■ Source records ■
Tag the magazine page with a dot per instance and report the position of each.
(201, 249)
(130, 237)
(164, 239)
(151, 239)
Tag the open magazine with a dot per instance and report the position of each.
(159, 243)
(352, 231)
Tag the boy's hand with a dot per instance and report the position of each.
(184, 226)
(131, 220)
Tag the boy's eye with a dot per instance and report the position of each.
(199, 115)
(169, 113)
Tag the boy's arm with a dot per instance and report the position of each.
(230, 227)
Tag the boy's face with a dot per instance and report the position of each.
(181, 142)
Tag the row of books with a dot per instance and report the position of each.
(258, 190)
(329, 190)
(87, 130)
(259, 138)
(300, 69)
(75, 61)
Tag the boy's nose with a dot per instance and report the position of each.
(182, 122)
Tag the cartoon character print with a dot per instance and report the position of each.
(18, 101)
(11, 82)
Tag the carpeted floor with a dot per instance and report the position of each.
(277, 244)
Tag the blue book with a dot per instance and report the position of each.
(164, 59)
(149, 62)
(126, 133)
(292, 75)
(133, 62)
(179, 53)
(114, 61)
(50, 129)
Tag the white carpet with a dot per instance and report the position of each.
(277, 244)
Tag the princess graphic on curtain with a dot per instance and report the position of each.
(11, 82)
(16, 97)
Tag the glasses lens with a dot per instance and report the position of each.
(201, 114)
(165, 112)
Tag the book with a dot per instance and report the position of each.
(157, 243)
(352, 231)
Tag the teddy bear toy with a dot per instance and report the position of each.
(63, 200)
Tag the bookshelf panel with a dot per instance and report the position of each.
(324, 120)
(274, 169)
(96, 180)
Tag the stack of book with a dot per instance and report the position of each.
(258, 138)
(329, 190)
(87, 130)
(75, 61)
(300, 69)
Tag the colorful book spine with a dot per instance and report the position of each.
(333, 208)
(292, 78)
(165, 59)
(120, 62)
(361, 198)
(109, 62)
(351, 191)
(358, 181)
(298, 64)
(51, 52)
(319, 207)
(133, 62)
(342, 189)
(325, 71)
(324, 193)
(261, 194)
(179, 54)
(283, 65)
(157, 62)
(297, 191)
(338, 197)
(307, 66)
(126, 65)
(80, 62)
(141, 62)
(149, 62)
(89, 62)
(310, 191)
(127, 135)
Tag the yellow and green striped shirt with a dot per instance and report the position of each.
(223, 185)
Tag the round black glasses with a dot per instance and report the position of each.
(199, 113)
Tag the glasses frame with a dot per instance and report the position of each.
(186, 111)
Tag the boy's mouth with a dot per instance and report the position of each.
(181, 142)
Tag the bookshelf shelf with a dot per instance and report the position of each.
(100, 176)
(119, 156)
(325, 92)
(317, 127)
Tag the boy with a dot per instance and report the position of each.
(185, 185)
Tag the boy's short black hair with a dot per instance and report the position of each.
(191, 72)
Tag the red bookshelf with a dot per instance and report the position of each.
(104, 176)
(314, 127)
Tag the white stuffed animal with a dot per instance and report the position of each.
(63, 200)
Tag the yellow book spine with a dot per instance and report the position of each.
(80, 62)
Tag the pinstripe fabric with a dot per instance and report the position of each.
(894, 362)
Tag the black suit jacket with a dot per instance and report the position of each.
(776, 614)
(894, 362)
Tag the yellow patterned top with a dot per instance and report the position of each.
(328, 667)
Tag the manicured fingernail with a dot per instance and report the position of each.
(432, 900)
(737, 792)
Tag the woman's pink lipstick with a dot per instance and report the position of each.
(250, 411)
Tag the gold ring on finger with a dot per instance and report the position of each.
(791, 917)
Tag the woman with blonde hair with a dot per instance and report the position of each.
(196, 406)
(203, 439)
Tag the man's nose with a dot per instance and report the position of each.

■ What is needed ■
Please repeat every row above, substituting "one marker per instance" for each "a dot per instance" and leaving everything else unchanged.

■ Response below ■
Tag the magazine page with one marker per instance and report the position of each.
(201, 249)
(130, 237)
(164, 239)
(151, 239)
Tag the open magazine with one marker per instance and report the position of each.
(159, 243)
(352, 231)
Tag the boy's hand with one marker per instance and report the position of each.
(184, 226)
(131, 220)
Tag the boy's eye with one marker per instance and report the position of each.
(199, 115)
(169, 113)
Tag the boy's arm with one marker per instance and report the position of each.
(230, 227)
Tag the boy's face with one marker per instance and report the position of each.
(181, 142)
Tag the row of books with one marker per instance and report the position of each.
(258, 190)
(329, 190)
(87, 130)
(259, 138)
(300, 69)
(75, 61)
Tag the boy's nose with one marker per instance and report the position of each.
(182, 122)
Tag the cartoon character print with one marker per instance and report the position of each.
(18, 101)
(11, 82)
Tag the carpeted floor with one marker per instance and report the position of each.
(277, 244)
Tag the blue book with one marker per instance and report the position of each.
(164, 59)
(149, 62)
(126, 133)
(292, 75)
(133, 62)
(179, 53)
(114, 61)
(50, 129)
Tag the white carpet with one marker per instance and report the position of each.
(277, 244)
Tag the princess graphic on curtain with one marker per instance and report the position of each.
(11, 82)
(16, 97)
Tag the glasses lens with one marker per instance and report the position of each.
(201, 114)
(165, 112)
Tag the book with one marker per instance and report the position of each.
(157, 243)
(352, 231)
Tag the teddy bear toy with one marker per instance and report the position of each.
(63, 200)
Tag the bookshelf panel with one marker per instance and report the position of each.
(324, 120)
(274, 169)
(96, 180)
Tag the stack of book with one marker per instance and report the position of each.
(258, 138)
(329, 190)
(87, 130)
(75, 61)
(300, 69)
Tag the colorful book spine with one marker per instance and report the position of each.
(333, 208)
(292, 78)
(165, 59)
(120, 62)
(361, 198)
(109, 62)
(351, 191)
(358, 181)
(298, 64)
(51, 52)
(319, 207)
(133, 62)
(342, 189)
(325, 71)
(324, 193)
(261, 194)
(179, 54)
(283, 65)
(157, 62)
(297, 191)
(338, 197)
(307, 66)
(126, 65)
(80, 62)
(141, 62)
(149, 62)
(89, 62)
(310, 191)
(127, 135)
Tag the yellow and green striped shirt with one marker per instance and report the position of each.
(223, 185)
Tag the round black glasses with one marker per instance and report the position of each.
(199, 113)
Tag the glasses frame with one marker per instance and report the position of each.
(186, 111)
Tag the boy's mouth with one marker per instance and report the position of each.
(181, 142)
Tag the bookshelf shelf with one marker per instance and report the position of each.
(100, 176)
(119, 156)
(325, 92)
(317, 127)
Tag the boy with one marker per instance and report the position of each.
(185, 185)
Tag the boy's short black hair with one marker per instance and report the position of each.
(191, 72)
Tag the red bookshelf with one marker per instance and report the position of each.
(104, 176)
(314, 127)
Tag the white stuffed animal with one marker per instance and report the position of each.
(63, 200)
Tag the yellow book spine with one marker per instance and report the position of each.
(80, 62)
Tag the pinstripe fabric with one marker per instance and report the position of each.
(894, 362)
Tag the black suit jacket with one marker per instance and report the position of each.
(776, 614)
(894, 362)
Tag the yellow patterned top with one marker per instance and report the position of each.
(328, 667)
Tag the manicured fingernail with one marker per instance and report the position of each.
(432, 900)
(737, 792)
Tag the woman's pink lipstick with one marker per instance and report the position of each.
(250, 411)
Tag the gold ring on finger with one marker per instance and report the position of each.
(791, 917)
Tag the woman with blonde hair with one marker per instance and report the position of each.
(196, 406)
(203, 439)
Tag the man's nose with one marker per instance and report the position of each.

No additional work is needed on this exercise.